- _Selected excerpt_

>> Begin

The creation of the Economic Monetary Union (EMU) was hailed as both a political as well as an economic innovation. Politically, the Union implied the foregoing of national sovereignty and development of a supra national structure toward a Euro village. Economically, it was expected to herald an era of economic cooperation and the advantages of a single currency, such as, reducing the transaction costs and exchange rate risks, increasing price transparency and competition, better prospects of intra-regional trade and investment, etc. Starting in the period 2008-09, the EMU has been experiencing the economic crisis, the most difficult moments of its existence, giving rise to political, economic and academic debate on the desirability of making or breaking the Union. A hindsight and a foresight-based examination of the concept, theory and evidence of the outcomes of the Economic Monetary Union have gained importance for researchers. Present study has been undertaken to gain insight and make comprehensive information available to those interested in knowing the international developments that are taking place and are going to affect global economy.
The concerted efforts were made to gather the consistent data for the period 2000-2011. The larger amount of data is taken from EUROSTAT, the statistical division of the official website of EU, www.europa.eu. The embassies of Greece and Austria were approached for the missing data. To fill the remaining gap, World Bank Reports (the Annual Report explores a challenge facing the developing world and how the World Bank is responding to help people help themselves) and OECD (known as an international statistical agency, as it publishes comparable statistics on a wide number of subjects) publication of the selected member states for the period 2000-2011 were also accessed for arranging the data sets.
The measure findings of the study are reproduced as follows.
✓ There is no distinct change in economic conditions of member states during pre- and post-Euro periods. However, chances are bright that the Economic Monetary Union will meet success.
✓ The ability of a member to derive benefits from EU is contingent upon its domestic factors.

>> End

- _Data provided_

>> Begin

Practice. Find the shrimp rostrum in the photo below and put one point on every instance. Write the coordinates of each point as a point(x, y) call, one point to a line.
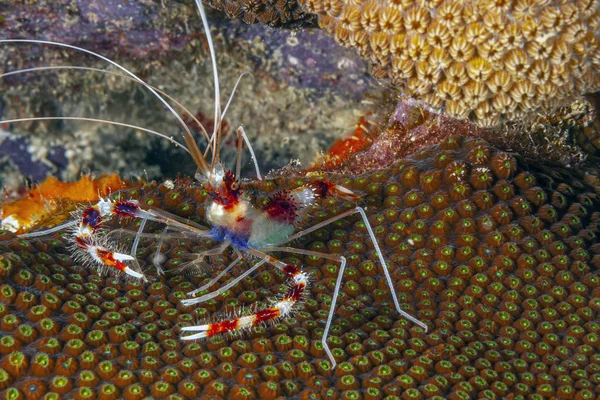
point(233, 221)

>> End

- _What the task requires_
Copy the passage on the Economic Monetary Union between "The measure findings" and "its domestic factors.", inclusive.

- _Completed task_
The measure findings of the study are reproduced as follows.
✓ There is no distinct change in economic conditions of member states during pre- and post-Euro periods. However, chances are bright that the Economic Monetary Union will meet success.
✓ The ability of a member to derive benefits from EU is contingent upon its domestic factors.